Records from a data source
----------
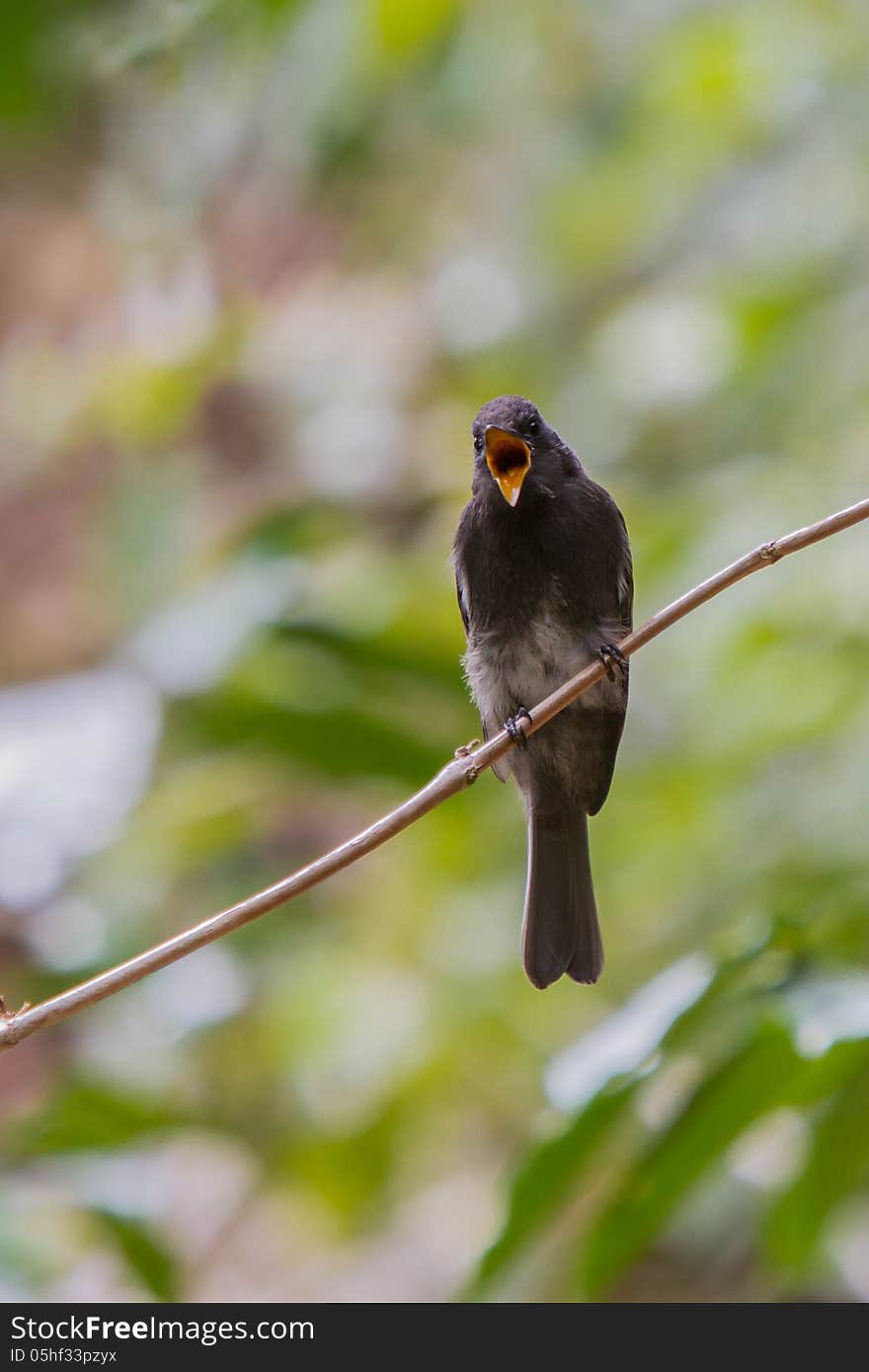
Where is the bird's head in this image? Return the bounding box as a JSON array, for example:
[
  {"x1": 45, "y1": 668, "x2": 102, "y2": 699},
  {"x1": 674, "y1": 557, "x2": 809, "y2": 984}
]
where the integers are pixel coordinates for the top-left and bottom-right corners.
[{"x1": 471, "y1": 395, "x2": 565, "y2": 507}]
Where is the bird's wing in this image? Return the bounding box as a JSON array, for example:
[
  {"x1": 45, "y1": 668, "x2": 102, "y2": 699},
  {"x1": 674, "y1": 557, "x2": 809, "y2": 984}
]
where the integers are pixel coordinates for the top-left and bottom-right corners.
[
  {"x1": 615, "y1": 505, "x2": 634, "y2": 631},
  {"x1": 456, "y1": 571, "x2": 510, "y2": 781},
  {"x1": 456, "y1": 572, "x2": 471, "y2": 638}
]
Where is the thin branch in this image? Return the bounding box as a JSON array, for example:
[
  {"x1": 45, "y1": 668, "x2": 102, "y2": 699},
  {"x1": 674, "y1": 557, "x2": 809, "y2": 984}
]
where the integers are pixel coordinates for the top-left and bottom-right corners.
[{"x1": 0, "y1": 499, "x2": 869, "y2": 1048}]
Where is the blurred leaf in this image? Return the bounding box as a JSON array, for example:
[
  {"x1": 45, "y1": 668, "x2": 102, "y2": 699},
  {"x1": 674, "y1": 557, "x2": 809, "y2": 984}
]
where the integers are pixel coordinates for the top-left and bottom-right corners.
[
  {"x1": 177, "y1": 686, "x2": 447, "y2": 785},
  {"x1": 582, "y1": 1024, "x2": 802, "y2": 1298},
  {"x1": 468, "y1": 1081, "x2": 636, "y2": 1297},
  {"x1": 6, "y1": 1081, "x2": 182, "y2": 1158},
  {"x1": 89, "y1": 1210, "x2": 179, "y2": 1301},
  {"x1": 766, "y1": 1044, "x2": 869, "y2": 1272}
]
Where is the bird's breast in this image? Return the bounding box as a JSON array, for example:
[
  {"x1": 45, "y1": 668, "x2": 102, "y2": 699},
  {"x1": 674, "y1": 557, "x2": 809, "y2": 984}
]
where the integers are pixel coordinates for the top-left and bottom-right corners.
[{"x1": 464, "y1": 615, "x2": 615, "y2": 731}]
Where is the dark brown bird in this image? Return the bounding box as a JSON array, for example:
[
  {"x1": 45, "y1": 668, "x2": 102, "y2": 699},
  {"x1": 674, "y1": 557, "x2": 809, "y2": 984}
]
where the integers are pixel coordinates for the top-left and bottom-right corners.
[{"x1": 453, "y1": 395, "x2": 633, "y2": 988}]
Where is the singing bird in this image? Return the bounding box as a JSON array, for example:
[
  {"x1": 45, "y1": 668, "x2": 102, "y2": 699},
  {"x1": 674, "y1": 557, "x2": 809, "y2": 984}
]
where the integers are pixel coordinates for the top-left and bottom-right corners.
[{"x1": 453, "y1": 395, "x2": 633, "y2": 988}]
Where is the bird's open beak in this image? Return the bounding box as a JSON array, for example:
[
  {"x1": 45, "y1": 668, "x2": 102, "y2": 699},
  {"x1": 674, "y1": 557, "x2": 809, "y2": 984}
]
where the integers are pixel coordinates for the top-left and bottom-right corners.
[{"x1": 485, "y1": 424, "x2": 531, "y2": 505}]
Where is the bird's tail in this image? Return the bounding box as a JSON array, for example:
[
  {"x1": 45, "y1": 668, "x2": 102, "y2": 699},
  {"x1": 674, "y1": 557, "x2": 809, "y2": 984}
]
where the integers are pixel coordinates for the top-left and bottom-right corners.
[{"x1": 521, "y1": 796, "x2": 604, "y2": 989}]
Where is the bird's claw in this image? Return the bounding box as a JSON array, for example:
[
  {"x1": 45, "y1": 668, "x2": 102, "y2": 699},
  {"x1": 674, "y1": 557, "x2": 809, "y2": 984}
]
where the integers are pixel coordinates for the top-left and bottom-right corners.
[
  {"x1": 597, "y1": 644, "x2": 627, "y2": 682},
  {"x1": 504, "y1": 705, "x2": 531, "y2": 749},
  {"x1": 454, "y1": 738, "x2": 479, "y2": 757}
]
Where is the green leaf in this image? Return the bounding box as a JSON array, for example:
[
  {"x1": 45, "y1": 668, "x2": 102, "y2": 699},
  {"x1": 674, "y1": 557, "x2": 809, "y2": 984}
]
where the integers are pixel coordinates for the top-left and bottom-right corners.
[
  {"x1": 582, "y1": 1024, "x2": 805, "y2": 1298},
  {"x1": 467, "y1": 1081, "x2": 636, "y2": 1298},
  {"x1": 179, "y1": 686, "x2": 447, "y2": 785},
  {"x1": 91, "y1": 1210, "x2": 179, "y2": 1301},
  {"x1": 766, "y1": 1044, "x2": 869, "y2": 1272},
  {"x1": 6, "y1": 1081, "x2": 179, "y2": 1158}
]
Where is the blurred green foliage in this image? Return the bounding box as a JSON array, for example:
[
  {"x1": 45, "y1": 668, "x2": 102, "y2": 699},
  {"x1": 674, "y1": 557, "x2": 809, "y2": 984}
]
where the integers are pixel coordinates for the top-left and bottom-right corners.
[{"x1": 0, "y1": 0, "x2": 869, "y2": 1301}]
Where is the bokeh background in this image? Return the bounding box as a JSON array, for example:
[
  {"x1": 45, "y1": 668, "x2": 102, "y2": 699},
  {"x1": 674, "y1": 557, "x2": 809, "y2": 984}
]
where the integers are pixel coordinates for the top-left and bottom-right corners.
[{"x1": 0, "y1": 0, "x2": 869, "y2": 1301}]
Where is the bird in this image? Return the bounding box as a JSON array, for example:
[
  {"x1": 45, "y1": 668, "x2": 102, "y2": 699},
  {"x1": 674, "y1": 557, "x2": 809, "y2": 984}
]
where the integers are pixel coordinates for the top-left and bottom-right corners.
[{"x1": 453, "y1": 395, "x2": 633, "y2": 989}]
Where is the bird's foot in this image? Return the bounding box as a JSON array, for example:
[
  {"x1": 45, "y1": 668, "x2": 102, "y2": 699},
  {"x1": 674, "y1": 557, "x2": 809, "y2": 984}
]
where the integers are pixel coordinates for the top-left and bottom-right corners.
[
  {"x1": 504, "y1": 705, "x2": 531, "y2": 748},
  {"x1": 597, "y1": 644, "x2": 627, "y2": 682},
  {"x1": 453, "y1": 738, "x2": 479, "y2": 757}
]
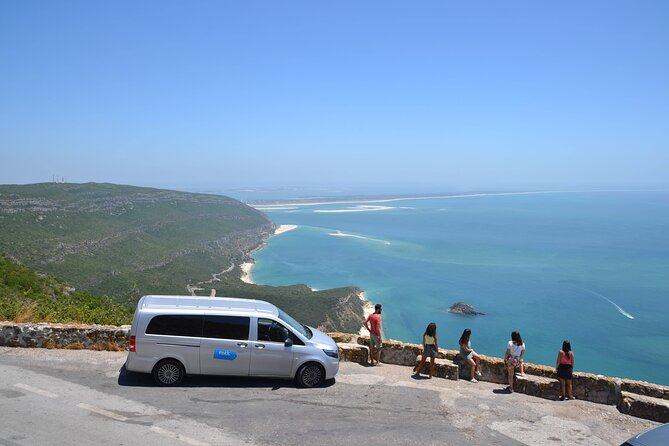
----------
◆ Task requirements: Identify each line in the material above that contains the word "green", and copy every such line in full.

◆ Solution to this problem:
Where is the green leaf in this image? Return the bounding box as a JSON array, for example:
Where is the blurred green foliage in this image? Return the bounding box as a JSON array, for example:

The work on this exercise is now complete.